## REQUIRED TASK
Which lines below contain the word "bridle"? Select every such line and copy it. Case counts.

# Start of GIVEN RECORDS

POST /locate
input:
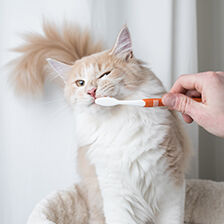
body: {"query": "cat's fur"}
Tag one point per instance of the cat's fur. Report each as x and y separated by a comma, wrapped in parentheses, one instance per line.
(131, 159)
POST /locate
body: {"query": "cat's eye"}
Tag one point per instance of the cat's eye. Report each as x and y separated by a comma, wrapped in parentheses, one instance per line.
(105, 73)
(80, 83)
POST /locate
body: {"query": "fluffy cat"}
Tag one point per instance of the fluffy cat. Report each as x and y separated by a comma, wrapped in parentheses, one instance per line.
(131, 159)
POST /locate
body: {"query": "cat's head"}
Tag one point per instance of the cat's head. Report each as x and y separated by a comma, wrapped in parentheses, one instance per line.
(115, 72)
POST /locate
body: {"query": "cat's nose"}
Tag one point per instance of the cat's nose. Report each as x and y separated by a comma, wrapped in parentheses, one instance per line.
(92, 92)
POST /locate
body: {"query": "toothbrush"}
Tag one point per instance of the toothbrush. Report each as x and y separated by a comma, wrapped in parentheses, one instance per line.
(153, 102)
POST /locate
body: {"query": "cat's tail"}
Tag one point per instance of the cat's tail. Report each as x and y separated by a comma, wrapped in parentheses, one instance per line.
(66, 43)
(65, 206)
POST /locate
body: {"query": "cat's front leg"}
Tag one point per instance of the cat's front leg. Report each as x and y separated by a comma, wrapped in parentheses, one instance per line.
(172, 207)
(117, 209)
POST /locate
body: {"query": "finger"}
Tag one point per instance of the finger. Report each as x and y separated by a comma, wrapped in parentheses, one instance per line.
(182, 103)
(188, 82)
(193, 93)
(187, 118)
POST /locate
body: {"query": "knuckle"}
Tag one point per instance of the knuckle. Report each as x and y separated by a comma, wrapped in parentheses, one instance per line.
(212, 75)
(183, 104)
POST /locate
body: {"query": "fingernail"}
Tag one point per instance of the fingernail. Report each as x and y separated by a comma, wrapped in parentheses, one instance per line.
(169, 100)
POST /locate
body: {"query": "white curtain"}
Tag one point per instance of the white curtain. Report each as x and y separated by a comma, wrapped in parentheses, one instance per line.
(36, 146)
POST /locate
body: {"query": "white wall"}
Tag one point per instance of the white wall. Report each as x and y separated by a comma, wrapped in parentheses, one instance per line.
(211, 57)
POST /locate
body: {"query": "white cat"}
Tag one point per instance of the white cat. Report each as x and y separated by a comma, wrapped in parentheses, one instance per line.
(131, 159)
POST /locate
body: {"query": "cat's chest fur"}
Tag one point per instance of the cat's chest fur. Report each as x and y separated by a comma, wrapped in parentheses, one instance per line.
(118, 141)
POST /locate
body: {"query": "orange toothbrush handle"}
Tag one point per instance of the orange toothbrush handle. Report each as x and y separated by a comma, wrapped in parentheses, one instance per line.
(157, 102)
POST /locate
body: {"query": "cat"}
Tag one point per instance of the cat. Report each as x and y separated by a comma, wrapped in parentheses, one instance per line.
(131, 159)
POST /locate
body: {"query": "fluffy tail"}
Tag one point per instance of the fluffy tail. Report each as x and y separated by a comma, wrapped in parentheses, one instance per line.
(66, 43)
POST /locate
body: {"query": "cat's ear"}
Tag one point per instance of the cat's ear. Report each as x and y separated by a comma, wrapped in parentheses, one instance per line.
(60, 68)
(123, 45)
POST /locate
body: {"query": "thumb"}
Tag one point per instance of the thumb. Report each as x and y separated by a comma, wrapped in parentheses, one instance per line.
(182, 103)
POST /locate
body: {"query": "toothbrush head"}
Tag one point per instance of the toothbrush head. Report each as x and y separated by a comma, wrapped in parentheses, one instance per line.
(107, 101)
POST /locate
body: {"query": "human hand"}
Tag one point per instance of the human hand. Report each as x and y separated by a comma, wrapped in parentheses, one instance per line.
(210, 87)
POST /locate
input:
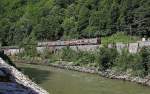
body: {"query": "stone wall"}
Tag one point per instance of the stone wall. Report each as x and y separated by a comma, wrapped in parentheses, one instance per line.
(132, 47)
(17, 81)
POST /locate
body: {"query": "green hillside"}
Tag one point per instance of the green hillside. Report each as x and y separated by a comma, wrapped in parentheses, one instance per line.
(66, 19)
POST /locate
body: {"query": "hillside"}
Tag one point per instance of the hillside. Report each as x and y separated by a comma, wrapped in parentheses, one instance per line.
(21, 20)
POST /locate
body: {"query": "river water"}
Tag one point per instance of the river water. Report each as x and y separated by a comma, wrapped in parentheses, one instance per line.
(60, 81)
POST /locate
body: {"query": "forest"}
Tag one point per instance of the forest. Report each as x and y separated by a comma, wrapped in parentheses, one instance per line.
(44, 20)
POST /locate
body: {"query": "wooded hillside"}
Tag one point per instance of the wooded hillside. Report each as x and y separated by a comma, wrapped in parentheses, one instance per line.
(21, 20)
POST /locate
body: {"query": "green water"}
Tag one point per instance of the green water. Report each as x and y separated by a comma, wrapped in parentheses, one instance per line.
(59, 81)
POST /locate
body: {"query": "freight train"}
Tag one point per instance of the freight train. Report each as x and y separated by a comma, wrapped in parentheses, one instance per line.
(93, 41)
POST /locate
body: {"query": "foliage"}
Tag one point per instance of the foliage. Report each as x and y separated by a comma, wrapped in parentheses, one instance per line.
(106, 57)
(119, 37)
(145, 55)
(67, 19)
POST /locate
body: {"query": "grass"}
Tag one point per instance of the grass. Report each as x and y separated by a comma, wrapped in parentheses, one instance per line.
(119, 37)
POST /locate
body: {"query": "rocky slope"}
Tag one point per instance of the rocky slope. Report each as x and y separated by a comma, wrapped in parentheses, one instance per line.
(14, 82)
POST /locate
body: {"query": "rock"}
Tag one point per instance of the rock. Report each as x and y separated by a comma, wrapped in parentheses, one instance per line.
(19, 83)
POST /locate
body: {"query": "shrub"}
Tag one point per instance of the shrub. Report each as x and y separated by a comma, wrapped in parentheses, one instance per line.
(106, 57)
(145, 55)
(124, 60)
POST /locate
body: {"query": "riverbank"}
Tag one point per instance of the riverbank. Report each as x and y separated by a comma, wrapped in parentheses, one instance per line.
(111, 74)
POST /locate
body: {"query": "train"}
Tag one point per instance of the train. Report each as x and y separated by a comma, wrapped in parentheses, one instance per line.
(93, 41)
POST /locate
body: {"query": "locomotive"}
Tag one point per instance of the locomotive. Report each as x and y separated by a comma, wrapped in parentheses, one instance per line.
(93, 41)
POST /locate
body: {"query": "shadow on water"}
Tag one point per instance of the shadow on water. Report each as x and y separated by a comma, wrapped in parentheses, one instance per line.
(35, 74)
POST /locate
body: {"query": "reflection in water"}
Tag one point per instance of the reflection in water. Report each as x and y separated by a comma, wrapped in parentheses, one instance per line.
(59, 81)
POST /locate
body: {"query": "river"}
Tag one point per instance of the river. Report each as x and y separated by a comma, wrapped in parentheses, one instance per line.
(60, 81)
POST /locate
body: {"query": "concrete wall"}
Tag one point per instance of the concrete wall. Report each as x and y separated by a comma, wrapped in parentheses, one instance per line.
(132, 47)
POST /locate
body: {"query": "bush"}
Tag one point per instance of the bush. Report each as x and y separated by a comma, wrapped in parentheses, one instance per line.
(124, 60)
(106, 57)
(145, 55)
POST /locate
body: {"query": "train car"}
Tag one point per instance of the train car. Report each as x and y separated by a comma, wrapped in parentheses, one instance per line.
(93, 41)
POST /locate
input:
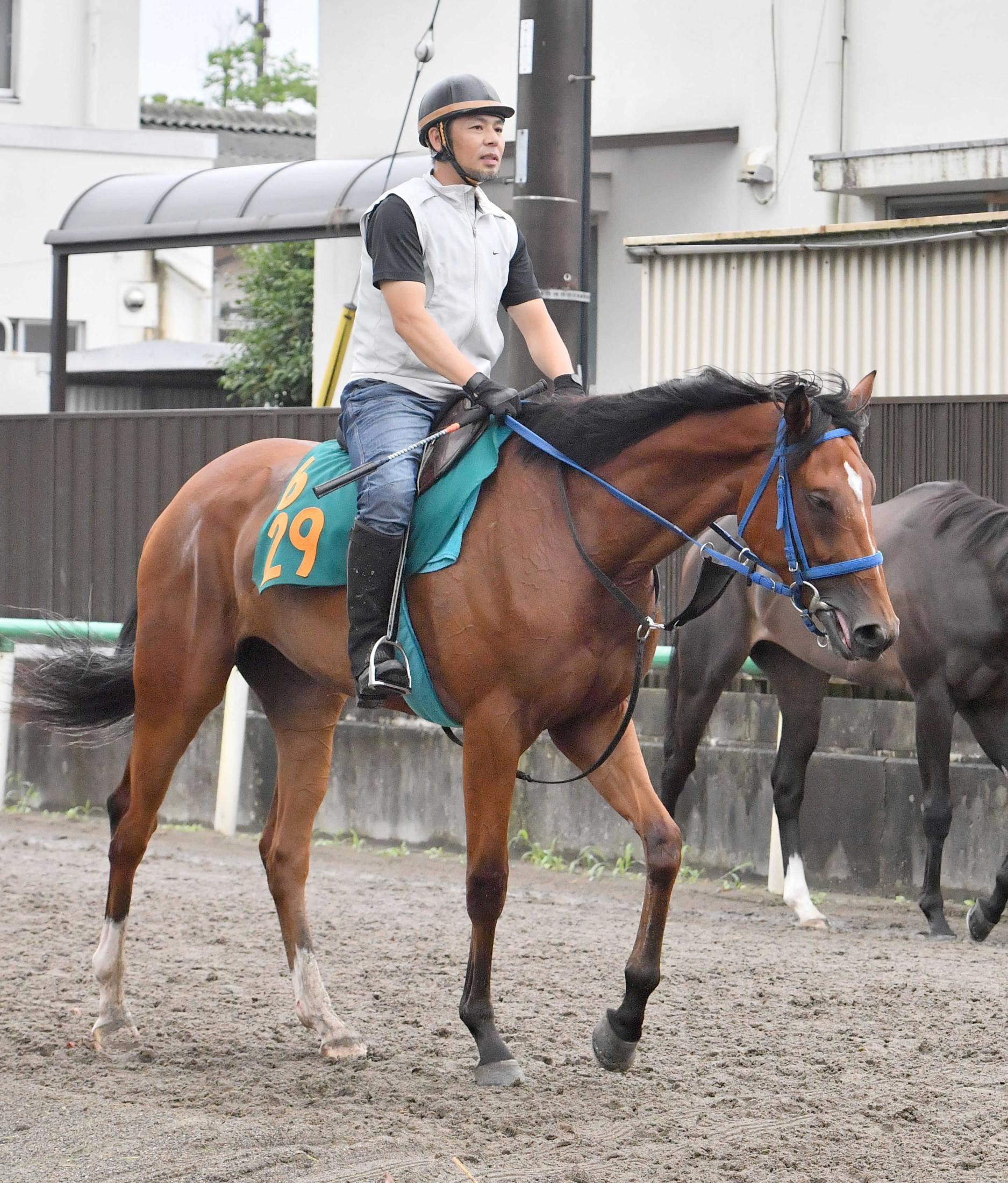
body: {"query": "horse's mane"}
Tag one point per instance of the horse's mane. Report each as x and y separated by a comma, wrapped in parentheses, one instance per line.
(981, 524)
(593, 431)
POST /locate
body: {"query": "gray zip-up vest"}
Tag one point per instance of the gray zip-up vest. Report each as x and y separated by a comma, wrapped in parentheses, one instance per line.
(468, 244)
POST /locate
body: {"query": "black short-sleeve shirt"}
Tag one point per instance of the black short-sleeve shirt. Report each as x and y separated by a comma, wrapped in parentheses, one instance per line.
(393, 243)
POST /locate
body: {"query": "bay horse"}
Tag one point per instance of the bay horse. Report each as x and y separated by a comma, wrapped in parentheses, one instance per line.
(519, 636)
(947, 571)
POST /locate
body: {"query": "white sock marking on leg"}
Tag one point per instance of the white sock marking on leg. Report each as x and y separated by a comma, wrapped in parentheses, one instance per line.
(109, 966)
(314, 1008)
(797, 891)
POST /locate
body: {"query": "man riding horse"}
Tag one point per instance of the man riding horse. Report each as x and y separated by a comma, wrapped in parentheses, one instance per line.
(437, 259)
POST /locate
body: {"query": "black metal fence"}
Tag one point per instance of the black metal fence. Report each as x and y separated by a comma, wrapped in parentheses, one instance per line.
(81, 491)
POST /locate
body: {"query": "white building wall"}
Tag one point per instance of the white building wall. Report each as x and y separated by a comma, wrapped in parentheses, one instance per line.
(916, 72)
(75, 122)
(76, 64)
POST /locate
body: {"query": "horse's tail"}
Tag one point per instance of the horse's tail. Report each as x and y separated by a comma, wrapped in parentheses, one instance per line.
(80, 688)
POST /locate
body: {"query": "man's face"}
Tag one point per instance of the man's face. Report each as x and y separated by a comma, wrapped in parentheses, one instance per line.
(478, 144)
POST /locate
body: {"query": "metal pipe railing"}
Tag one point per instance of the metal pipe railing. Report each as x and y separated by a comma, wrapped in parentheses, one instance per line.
(18, 630)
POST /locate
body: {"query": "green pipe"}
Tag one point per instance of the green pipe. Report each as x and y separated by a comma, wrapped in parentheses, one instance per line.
(42, 630)
(663, 655)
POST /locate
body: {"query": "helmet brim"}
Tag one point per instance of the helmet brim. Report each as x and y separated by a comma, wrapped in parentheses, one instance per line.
(453, 110)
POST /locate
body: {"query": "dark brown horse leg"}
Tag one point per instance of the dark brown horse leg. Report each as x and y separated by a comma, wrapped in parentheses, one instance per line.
(935, 715)
(303, 760)
(800, 690)
(303, 715)
(159, 741)
(625, 783)
(988, 721)
(490, 761)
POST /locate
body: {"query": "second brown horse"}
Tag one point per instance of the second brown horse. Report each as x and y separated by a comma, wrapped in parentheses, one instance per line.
(519, 636)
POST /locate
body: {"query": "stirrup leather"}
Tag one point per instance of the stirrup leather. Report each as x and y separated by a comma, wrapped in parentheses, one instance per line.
(374, 677)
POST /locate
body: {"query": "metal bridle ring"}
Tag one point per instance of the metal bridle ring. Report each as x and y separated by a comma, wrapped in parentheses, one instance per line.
(646, 628)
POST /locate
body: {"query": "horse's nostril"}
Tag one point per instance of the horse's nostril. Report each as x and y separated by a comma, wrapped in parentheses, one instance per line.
(871, 638)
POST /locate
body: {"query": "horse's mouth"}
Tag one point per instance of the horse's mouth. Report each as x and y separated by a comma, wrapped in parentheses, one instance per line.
(838, 633)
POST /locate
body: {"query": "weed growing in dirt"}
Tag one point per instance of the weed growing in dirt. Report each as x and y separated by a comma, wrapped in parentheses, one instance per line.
(733, 879)
(688, 874)
(626, 863)
(20, 795)
(84, 811)
(539, 856)
(591, 861)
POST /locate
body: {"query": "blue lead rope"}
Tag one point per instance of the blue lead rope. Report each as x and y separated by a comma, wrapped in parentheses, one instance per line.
(747, 564)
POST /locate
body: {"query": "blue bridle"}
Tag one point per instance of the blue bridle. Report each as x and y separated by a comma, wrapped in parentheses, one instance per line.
(747, 562)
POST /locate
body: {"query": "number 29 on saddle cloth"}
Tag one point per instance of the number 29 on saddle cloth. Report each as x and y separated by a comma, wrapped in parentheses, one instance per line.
(303, 542)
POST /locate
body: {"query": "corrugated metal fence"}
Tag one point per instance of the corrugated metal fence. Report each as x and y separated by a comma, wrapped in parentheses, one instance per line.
(927, 305)
(81, 491)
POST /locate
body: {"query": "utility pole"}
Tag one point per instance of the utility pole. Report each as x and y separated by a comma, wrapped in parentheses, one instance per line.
(553, 166)
(263, 33)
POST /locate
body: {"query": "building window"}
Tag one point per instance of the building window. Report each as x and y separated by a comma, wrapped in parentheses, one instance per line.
(941, 205)
(33, 336)
(8, 48)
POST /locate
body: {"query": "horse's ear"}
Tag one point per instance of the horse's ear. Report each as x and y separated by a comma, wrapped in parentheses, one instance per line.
(798, 412)
(859, 397)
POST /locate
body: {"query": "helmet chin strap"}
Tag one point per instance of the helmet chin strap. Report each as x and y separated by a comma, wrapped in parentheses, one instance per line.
(446, 154)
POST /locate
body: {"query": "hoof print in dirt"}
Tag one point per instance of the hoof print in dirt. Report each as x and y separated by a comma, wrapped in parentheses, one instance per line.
(614, 1054)
(816, 924)
(499, 1074)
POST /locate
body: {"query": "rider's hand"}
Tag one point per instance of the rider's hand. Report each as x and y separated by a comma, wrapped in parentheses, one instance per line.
(498, 400)
(567, 383)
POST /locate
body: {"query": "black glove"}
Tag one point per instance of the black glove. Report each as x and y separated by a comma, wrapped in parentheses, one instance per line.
(567, 383)
(498, 400)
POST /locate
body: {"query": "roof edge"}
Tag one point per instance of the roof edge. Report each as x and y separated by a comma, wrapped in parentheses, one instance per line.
(824, 231)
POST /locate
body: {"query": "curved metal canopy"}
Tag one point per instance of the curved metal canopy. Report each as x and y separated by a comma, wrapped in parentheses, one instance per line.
(217, 206)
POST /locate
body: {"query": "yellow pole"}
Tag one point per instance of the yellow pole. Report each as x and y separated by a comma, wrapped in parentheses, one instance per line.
(331, 381)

# End of GIVEN RECORDS

## EXPECTED OUTPUT
body: {"query": "metal bridle ring"}
Tag one point per instance of the metal bridle ring. Report each as x and y separated by a comma, wrapped in parentheses, one instance per line.
body: {"query": "blue bridle"}
Tag one point per instance of the blue bridle. Report each as x and y separated by a comma, wrapped in parentheses, one instance per line.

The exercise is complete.